■ Task instructions ■
Change "Tag each instance" to "Mark every instance" throughout the data below, and leave everything else unchanged.

■ Provided records ■
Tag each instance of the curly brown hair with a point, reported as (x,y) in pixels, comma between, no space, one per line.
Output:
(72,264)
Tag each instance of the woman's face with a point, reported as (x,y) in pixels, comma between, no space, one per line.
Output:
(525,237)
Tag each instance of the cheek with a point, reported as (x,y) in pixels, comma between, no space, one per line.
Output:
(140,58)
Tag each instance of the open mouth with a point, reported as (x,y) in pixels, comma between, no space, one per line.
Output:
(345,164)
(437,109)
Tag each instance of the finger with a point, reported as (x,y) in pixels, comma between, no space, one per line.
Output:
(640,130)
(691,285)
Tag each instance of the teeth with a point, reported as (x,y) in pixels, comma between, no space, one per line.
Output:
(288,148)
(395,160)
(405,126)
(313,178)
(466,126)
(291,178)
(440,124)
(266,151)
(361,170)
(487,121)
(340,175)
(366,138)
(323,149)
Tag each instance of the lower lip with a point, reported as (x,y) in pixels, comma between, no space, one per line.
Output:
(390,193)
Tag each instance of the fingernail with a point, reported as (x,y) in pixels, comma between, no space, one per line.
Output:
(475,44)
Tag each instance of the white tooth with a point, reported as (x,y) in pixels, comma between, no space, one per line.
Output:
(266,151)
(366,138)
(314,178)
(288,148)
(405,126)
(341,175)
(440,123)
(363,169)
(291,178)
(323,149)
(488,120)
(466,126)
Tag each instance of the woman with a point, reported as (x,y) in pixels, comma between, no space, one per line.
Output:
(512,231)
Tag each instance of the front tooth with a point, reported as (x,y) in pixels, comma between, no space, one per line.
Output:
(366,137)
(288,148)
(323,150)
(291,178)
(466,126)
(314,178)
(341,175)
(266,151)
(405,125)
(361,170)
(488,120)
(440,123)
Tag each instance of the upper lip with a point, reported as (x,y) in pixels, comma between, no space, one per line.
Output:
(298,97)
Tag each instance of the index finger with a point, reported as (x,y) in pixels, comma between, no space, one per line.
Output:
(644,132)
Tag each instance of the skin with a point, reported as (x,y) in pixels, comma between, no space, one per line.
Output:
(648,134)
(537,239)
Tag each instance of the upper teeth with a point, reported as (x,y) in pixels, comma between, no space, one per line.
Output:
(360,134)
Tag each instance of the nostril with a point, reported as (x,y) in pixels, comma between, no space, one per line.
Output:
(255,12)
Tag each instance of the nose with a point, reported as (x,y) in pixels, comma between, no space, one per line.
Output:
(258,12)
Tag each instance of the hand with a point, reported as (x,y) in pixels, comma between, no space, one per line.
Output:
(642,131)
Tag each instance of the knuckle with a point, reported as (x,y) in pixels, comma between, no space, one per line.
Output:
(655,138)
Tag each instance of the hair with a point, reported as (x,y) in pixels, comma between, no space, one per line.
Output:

■ Task solution ■
Mark every instance of the curly brown hair with a point, reported as (x,y) in pixels, comma between, no space, one per line.
Output:
(72,264)
Mark every instance of the woman's face with a point, reported as (x,y) in pixels, comma between, no space, one per line.
Output:
(525,237)
Mark every instance of the cheek with a point, reported as (x,y) in pixels, comma between, no space, one per line.
Output:
(140,58)
Mark every instance of the open mouth with a point, reported as (x,y) in pixels, comma between, no space, one per line.
Output:
(345,164)
(437,109)
Mark every instance of the finger with a point, reported as (x,y) in pixels, comma between, no space, one per line.
Output:
(640,130)
(691,285)
Mark every instance of the teeth with a point, reported as (x,y) in pixels, comma between, no space, one per line.
Output:
(288,148)
(395,160)
(405,126)
(313,178)
(466,126)
(291,178)
(440,124)
(266,151)
(361,170)
(487,121)
(340,175)
(366,138)
(323,149)
Mark every instance of the lower lip with a point, reported as (x,y) in pixels, comma between, no space, one per line.
Output:
(390,193)
Mark every instance of the fingernail with a point, reported as (x,y) in pixels, comma between, no space, one per line.
Output:
(475,44)
Mark every instance of the white tooth with a point, reported as (x,y) in pixels, comma between, no space, one per line.
Output:
(266,151)
(366,138)
(314,178)
(288,148)
(405,126)
(341,175)
(440,123)
(363,169)
(291,178)
(323,149)
(488,120)
(466,126)
Mark every instance of the woman with a point, reported as (x,y) in pixels, comma between, no space, one per line.
Output:
(512,231)
Mark every instance of the front tooth with a point, reported as (x,y) in pixels, comma between, no space, one per line.
Output:
(366,137)
(288,148)
(323,150)
(291,178)
(466,126)
(314,178)
(341,175)
(266,151)
(405,125)
(361,170)
(488,120)
(440,123)
Mark every instance of the upper lip with a point, reported as (x,y) in pixels, comma between, no space, one per line.
Output:
(298,97)
Mark every instance of the index finger with a point, reported as (x,y) in pixels, comma between, no space, one per line.
Output:
(644,132)
Mark every instance of the skin with a point, reported as (x,y) in pixels, comma between, no space, one per line.
Output:
(648,134)
(537,239)
Mark every instance of the upper teeth with a point, reported as (x,y) in pixels, comma between, no space, one per line.
Output:
(360,134)
Mark every instance of the nostril with a point, reported as (x,y) in pixels, comma between, no space, one per line.
Output:
(255,12)
Mark every instance of the nose with a point, reported as (x,y) in pixels, comma between, no space, one per line.
Output:
(258,12)
Mark every instance of the hand with a point, reported as (x,y) in pixels, comma between, no space, one per line.
Output:
(642,131)
Mark every instance of the knuckle with a point, reported as (x,y) in pixels, comma between, no space, one per line.
Output:
(655,138)
Mark every instance of the hair with a point, reported as (x,y) in pixels, comma between, no space, one per line.
Output:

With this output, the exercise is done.